• [TO DO] Give the number of lines in the data below containing the word "cloud", with no other text.
[Opening INFORMATION SHOWN section]
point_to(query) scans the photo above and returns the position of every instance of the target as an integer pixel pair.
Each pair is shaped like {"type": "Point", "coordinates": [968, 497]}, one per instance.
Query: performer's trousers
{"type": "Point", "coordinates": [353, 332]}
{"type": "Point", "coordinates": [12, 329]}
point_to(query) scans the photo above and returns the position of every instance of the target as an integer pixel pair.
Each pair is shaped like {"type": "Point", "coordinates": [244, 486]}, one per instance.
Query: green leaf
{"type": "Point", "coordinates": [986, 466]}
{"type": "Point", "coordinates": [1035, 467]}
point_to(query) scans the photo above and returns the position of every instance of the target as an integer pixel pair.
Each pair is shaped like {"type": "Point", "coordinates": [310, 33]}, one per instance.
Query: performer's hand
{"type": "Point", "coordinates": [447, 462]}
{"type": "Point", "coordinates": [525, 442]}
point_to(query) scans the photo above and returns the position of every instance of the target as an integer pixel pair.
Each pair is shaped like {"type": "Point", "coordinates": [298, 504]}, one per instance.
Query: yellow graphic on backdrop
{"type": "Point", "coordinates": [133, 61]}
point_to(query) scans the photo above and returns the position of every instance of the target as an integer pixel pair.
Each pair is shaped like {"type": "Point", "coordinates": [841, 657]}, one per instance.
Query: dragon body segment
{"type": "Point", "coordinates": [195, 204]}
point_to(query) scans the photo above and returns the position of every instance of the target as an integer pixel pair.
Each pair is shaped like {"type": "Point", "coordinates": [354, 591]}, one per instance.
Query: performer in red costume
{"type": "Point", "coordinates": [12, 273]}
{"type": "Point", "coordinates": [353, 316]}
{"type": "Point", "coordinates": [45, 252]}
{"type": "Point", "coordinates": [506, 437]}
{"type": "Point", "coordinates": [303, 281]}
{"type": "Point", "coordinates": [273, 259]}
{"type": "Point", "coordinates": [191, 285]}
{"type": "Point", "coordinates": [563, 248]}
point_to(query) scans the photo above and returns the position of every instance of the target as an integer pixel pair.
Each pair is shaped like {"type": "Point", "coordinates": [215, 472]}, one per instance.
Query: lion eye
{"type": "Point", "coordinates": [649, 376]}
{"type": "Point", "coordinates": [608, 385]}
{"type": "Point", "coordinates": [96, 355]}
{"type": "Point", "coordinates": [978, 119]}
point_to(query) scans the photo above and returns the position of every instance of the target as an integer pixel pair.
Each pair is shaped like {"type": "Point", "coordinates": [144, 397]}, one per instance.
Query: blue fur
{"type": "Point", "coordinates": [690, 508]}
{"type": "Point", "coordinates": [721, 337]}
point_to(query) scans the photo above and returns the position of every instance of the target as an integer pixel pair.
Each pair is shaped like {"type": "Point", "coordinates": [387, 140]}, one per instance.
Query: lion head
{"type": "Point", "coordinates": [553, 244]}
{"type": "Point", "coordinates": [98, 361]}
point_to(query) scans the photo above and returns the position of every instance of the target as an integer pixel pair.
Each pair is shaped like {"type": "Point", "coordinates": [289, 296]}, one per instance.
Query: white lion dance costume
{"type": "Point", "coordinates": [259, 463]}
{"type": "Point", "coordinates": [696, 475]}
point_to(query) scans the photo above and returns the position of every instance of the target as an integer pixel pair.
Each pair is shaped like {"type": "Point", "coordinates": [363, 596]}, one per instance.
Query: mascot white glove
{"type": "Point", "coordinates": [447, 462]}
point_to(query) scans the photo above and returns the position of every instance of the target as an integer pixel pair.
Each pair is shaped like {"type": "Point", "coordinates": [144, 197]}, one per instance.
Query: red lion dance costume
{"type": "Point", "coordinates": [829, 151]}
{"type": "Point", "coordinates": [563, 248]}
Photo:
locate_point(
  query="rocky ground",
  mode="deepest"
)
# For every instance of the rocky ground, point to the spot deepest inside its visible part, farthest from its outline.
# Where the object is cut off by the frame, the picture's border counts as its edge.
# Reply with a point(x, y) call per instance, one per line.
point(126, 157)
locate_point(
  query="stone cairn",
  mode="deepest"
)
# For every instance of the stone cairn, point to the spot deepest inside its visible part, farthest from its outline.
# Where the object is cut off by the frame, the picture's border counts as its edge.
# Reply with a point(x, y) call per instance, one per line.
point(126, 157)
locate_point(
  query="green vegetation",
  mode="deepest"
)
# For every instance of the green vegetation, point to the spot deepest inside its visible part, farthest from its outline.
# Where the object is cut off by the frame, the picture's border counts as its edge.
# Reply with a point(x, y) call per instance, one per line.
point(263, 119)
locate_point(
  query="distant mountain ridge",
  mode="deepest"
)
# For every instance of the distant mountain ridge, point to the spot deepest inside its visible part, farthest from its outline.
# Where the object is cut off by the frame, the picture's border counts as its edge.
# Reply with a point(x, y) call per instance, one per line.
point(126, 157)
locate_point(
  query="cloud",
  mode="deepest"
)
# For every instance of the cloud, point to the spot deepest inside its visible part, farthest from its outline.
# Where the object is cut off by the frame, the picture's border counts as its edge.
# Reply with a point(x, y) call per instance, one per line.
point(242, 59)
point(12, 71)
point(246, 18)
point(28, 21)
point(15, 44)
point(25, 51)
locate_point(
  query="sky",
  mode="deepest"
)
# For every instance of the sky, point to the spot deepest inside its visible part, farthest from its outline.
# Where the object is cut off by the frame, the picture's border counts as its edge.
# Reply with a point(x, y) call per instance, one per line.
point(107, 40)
[Closing INFORMATION SHOWN section]
• [THE COMPLETED TASK] 2